- **WHAT TO DO**: Write out all the material exactly. Leave nothing out.

- **Position annotation records**:
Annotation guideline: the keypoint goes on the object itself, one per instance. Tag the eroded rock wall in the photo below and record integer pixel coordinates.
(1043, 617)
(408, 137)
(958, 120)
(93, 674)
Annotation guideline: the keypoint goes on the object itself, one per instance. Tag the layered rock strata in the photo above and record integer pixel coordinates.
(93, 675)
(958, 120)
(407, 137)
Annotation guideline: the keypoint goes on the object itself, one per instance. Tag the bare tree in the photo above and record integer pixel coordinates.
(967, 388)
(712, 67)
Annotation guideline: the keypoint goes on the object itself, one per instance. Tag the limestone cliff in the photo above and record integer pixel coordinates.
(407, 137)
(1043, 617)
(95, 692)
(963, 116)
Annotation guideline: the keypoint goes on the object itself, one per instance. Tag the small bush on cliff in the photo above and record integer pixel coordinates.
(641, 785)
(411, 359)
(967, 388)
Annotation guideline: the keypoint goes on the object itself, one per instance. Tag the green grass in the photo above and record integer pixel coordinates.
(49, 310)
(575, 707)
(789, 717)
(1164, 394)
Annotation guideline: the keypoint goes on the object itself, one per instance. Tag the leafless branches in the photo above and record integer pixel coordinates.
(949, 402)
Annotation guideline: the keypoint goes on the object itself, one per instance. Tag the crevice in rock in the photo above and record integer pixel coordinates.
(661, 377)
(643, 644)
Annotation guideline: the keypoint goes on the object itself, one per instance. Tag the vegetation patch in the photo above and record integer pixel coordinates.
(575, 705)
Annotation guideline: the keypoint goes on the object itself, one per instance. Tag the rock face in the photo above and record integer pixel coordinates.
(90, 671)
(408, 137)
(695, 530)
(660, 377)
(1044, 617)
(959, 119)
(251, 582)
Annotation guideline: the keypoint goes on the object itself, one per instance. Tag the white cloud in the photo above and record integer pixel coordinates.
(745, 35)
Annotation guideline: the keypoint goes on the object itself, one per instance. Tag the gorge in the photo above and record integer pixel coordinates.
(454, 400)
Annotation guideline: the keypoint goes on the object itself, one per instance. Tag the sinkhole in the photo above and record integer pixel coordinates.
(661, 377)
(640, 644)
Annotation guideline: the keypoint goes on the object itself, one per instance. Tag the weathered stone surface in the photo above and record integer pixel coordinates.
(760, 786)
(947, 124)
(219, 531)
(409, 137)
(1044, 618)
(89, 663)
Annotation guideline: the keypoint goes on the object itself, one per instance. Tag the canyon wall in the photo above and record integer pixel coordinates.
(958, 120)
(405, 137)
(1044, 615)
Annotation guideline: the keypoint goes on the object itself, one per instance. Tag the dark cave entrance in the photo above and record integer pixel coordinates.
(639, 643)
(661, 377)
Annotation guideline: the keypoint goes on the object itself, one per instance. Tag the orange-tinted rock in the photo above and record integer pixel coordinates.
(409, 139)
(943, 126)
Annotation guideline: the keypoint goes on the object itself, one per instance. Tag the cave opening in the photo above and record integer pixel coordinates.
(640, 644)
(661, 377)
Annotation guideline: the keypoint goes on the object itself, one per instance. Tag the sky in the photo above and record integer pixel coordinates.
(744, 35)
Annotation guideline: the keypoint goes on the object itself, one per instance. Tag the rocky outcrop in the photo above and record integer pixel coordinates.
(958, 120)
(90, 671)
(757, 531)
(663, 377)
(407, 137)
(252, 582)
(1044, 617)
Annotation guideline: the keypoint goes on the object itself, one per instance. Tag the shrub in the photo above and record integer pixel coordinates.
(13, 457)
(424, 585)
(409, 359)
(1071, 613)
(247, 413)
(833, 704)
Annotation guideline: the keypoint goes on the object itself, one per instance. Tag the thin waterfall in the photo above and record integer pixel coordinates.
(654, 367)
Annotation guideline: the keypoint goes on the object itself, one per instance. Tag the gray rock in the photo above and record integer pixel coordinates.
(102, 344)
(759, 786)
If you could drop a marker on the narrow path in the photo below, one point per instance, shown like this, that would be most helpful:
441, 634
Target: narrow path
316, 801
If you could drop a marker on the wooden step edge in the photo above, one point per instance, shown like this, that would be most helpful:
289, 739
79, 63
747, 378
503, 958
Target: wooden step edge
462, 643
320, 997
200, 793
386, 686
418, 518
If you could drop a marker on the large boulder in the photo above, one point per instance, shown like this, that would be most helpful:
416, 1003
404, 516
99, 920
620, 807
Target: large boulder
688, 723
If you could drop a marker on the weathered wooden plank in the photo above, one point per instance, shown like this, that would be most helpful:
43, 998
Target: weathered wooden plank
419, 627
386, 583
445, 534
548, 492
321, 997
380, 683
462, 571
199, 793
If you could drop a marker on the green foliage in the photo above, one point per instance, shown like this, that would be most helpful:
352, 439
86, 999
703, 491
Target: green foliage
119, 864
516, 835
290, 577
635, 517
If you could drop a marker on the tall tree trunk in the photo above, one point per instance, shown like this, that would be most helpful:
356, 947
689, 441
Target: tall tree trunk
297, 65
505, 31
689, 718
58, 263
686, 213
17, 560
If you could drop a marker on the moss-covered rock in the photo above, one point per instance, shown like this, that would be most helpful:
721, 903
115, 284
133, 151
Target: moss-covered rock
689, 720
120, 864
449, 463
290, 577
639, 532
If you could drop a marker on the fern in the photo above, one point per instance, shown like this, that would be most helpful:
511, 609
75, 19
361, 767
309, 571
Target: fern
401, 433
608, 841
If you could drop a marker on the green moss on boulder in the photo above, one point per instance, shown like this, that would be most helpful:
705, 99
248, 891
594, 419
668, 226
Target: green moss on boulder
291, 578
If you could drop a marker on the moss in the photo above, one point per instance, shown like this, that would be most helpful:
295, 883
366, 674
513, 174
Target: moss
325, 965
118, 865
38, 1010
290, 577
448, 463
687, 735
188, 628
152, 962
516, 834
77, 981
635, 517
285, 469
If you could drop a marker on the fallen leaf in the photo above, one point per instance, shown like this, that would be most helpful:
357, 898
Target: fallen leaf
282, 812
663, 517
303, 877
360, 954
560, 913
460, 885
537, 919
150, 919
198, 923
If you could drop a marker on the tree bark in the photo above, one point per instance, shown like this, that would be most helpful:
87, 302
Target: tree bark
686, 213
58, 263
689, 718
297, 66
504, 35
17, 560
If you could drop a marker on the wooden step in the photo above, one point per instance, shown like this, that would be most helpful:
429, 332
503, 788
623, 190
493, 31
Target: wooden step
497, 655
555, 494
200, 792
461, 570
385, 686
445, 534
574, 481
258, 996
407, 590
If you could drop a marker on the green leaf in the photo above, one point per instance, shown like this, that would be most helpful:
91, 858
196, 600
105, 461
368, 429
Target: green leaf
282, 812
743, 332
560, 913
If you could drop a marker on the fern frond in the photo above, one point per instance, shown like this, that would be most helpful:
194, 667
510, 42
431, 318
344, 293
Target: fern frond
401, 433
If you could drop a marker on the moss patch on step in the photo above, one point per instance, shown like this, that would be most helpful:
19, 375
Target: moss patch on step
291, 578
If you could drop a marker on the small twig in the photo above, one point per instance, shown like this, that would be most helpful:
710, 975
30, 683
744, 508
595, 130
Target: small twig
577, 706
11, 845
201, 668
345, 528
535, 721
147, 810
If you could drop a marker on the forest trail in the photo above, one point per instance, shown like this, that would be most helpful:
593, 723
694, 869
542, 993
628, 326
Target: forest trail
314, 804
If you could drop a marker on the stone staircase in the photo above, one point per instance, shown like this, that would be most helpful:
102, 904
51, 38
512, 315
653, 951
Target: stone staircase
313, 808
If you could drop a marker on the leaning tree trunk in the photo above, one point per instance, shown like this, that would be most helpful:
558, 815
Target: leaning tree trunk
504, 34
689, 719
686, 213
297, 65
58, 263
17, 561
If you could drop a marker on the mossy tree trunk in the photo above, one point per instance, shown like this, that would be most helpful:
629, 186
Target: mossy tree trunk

- **WORKED SOLUTION**:
Annotation guideline: the keypoint goes on the object itself, one per instance. Tag the eroded rock wall in the photo below and record integer pixel coordinates.
(1043, 617)
(408, 137)
(958, 120)
(93, 674)
Annotation guideline: the keypoint goes on the object itself, one per instance. Tag the layered rock strata in the photo above and record integer pixel coordinates.
(93, 675)
(958, 120)
(407, 137)
Annotation guideline: the keypoint goes on the object itself, one per instance. Tag the bare tree in the photo above and record integer pixel coordinates.
(967, 388)
(712, 67)
Annotation guideline: the keypoint goes on the object itself, one per instance. Tag the limestone cliff in the photo above and record integer pixel coordinates.
(407, 137)
(1043, 617)
(95, 692)
(963, 116)
Annotation guideline: the keypoint goes on the object itself, one per instance. Tag the small bush on cliff in the photo above and record integer pixel coordinates.
(641, 785)
(411, 359)
(967, 388)
Annotation guideline: the keypoint goes on the object itself, one per instance. Tag the green grass in the photo above and record integer pixel coordinates.
(49, 310)
(575, 707)
(789, 717)
(1164, 394)
Annotation guideline: the keypoint goes on the object itself, one per instance. Tag the leafless branches in the photo above and record integer pixel coordinates.
(949, 402)
Annotation guideline: the keypoint goes on the object itself, one per instance. Tag the crevice in rock in the photo above and record integer pixel coordinates.
(661, 377)
(643, 644)
Annotation guideline: the keypoint goes on the object itself, one per instance. Tag the vegetation patch in the photo above and record integer pixel coordinates.
(575, 705)
Annotation guideline: the keypoint goes on the object itself, one per instance. Tag the rock face in the photo above and record integer pixel coordinates.
(90, 671)
(408, 137)
(695, 530)
(660, 377)
(1044, 617)
(959, 119)
(251, 582)
Annotation guideline: the keypoint goes on the object itself, one per instance. Tag the white cloud in the photo above and record integer pixel coordinates.
(745, 35)
Annotation guideline: the keypoint goes on the object itself, one per instance. Tag the gorge in the photo above and record integer pixel coordinates.
(454, 400)
Annotation guideline: the keypoint goes on the object itself, one per instance. Tag the sinkhole in the photo above and record integer pixel coordinates.
(661, 377)
(640, 644)
Annotation guideline: the keypoint goes on the object itself, one per instance. Tag the weathered stone surface in the photo above and record integer pixel coordinates.
(760, 786)
(947, 124)
(219, 531)
(409, 137)
(1044, 618)
(89, 663)
Annotation guideline: the keypoint goes on the object itself, one per instance. Tag the canyon wall in the photo above and record integer pixel coordinates.
(958, 120)
(405, 137)
(1044, 615)
Annotation guideline: the keypoint goes on the object itself, one per instance. Tag the dark cave entrance in the photo above and record integer pixel coordinates.
(639, 643)
(661, 377)
Annotation guideline: the keypoint goes on the object itself, one per instance. Tag the orange-tinted rock in the photo above and record integer pixel coordinates.
(409, 139)
(943, 126)
Annotation guideline: the keypoint goes on the object itself, one per instance. Tag the cave opening in the photo above and record integer pixel coordinates.
(640, 644)
(661, 377)
Annotation guideline: the keypoint goes on the object itself, one per instance. Tag the sky in the photo above and record integer pixel coordinates.
(744, 35)
Annotation guideline: the keypoint goes on the object itself, one per instance. Tag the rocky outcrop in the photo above and record integer pixel coordinates.
(958, 120)
(90, 671)
(757, 531)
(663, 377)
(407, 137)
(252, 582)
(1044, 617)
Annotation guideline: the keypoint goes on the object itself, one per instance. Tag the shrub in the photo above and record integer pixel coordinates.
(13, 457)
(424, 585)
(409, 359)
(1071, 613)
(247, 413)
(833, 704)
Annotation guideline: the keypoint goes on the object itself, one per instance. Tag the thin waterfall in the photo above and record integer pixel coordinates.
(654, 367)
Annotation guideline: the keypoint goes on the object itself, one per instance. Tag the gray rock in the photo above and record integer pixel coordinates.
(102, 344)
(759, 786)
If you could drop a marker on the narrow path in the photo below, one point per instance, shown like this, that would be most helpful:
441, 634
Target: narrow path
316, 801
If you could drop a marker on the wooden step edge in the photo above, one point per instance, shown like this, that would be most helpful:
289, 739
79, 63
747, 378
503, 958
Target: wooden step edge
462, 643
320, 997
200, 793
386, 686
418, 518
If you could drop a marker on the large boulder in the photo above, one point per instance, shown like this, that would be most helpful:
416, 1003
404, 516
99, 920
620, 807
Target: large boulder
688, 723
If you could drop a marker on the weathered wooden plank in the photo above, one point per instance, shown like this, that would be most helpful:
43, 998
Target: weathered wooden plank
419, 627
386, 583
445, 534
548, 492
321, 997
380, 683
462, 571
199, 793
If you could drop a marker on the green foliage in the photo above, one point per instance, shown like this, that would be most helpful:
352, 439
86, 999
703, 491
Target: green foliage
119, 864
516, 835
290, 577
635, 517
If you could drop a marker on the tall tree trunk in the photo above, one point per instance, shown like this, that would be most helpful:
356, 947
689, 441
Target: tall tree trunk
297, 65
505, 31
689, 718
58, 263
686, 213
17, 560
If you could drop a marker on the moss-covered rock in the photo above, one point per instance, shown like this, that would be most helpful:
721, 903
115, 284
133, 151
Target: moss-covered rock
689, 720
120, 864
449, 463
290, 577
639, 532
If you could drop a marker on the fern in the photo above, one point per instance, shown like this, that would be most helpful:
511, 609
75, 19
361, 767
309, 571
Target: fern
401, 433
608, 841
If you could drop a marker on the green moss on boulder in the photo above, one point per instance, shown like this, that would be most helpful:
705, 99
248, 891
594, 419
668, 226
Target: green moss on boulder
291, 578
If you could drop a marker on the moss in the photo above, one point per instance, shown like this, that would be most helpful:
295, 883
366, 674
513, 174
Target: moss
325, 965
118, 865
38, 1010
290, 577
448, 463
687, 735
188, 628
152, 962
516, 834
77, 981
635, 517
285, 469
If you could drop a marker on the fallen leaf in the photo above, one point per instance, shown like this, that would be most helpful:
357, 898
Target: fallen leaf
282, 812
663, 517
303, 877
360, 954
560, 913
460, 885
537, 919
150, 919
198, 923
If you could drop a marker on the tree bark in the photo above, one point per instance, shown like this, that would be most helpful:
87, 302
Target: tree bark
686, 213
58, 263
689, 718
297, 66
504, 35
17, 560
If you could drop a marker on the wooden step in the photo above, one point per instance, shown like this, that would be most helpful:
429, 332
503, 788
623, 190
493, 31
Target: wooden step
497, 655
555, 494
200, 792
461, 570
385, 686
445, 534
574, 481
258, 996
407, 590
If you could drop a marker on the green leaf in the photo above, one point per instance, shown like this, that would be most helpful:
91, 858
196, 600
105, 461
368, 429
Target: green leaf
282, 812
743, 332
560, 913
If you could drop a marker on the fern frond in the photo above, one point per instance, shown like this, that would be most helpful:
194, 667
510, 42
431, 318
344, 293
Target: fern frond
401, 433
If you could drop a marker on the moss patch on step in the photo above, one point per instance, shown like this, that would be most helpful:
19, 375
Target: moss patch on step
291, 578
If you could drop a marker on the small twig in the photo above, one point per instance, shown like this, that would be most helpful:
710, 975
30, 683
744, 508
595, 130
Target: small twig
577, 706
11, 845
201, 668
345, 528
535, 721
147, 810
If you could drop a marker on the forest trail in the photo above, one point per instance, shown like this, that would be most helpful:
593, 723
694, 869
542, 993
628, 326
Target: forest trail
314, 804
If you could drop a marker on the stone staircase in the photo above, one point per instance, shown like this, that would be most helpful:
102, 904
51, 38
512, 315
653, 951
Target: stone staircase
313, 808
If you could drop a marker on the leaning tree trunk in the photo above, one point per instance, shown like this, that would be most helpful:
558, 815
Target: leaning tree trunk
504, 34
689, 719
686, 213
297, 65
58, 263
17, 561
If you could drop a marker on the mossy tree trunk in the photo above, one point per instance, shown like this, that would be most helpful:
629, 186
Target: mossy tree trunk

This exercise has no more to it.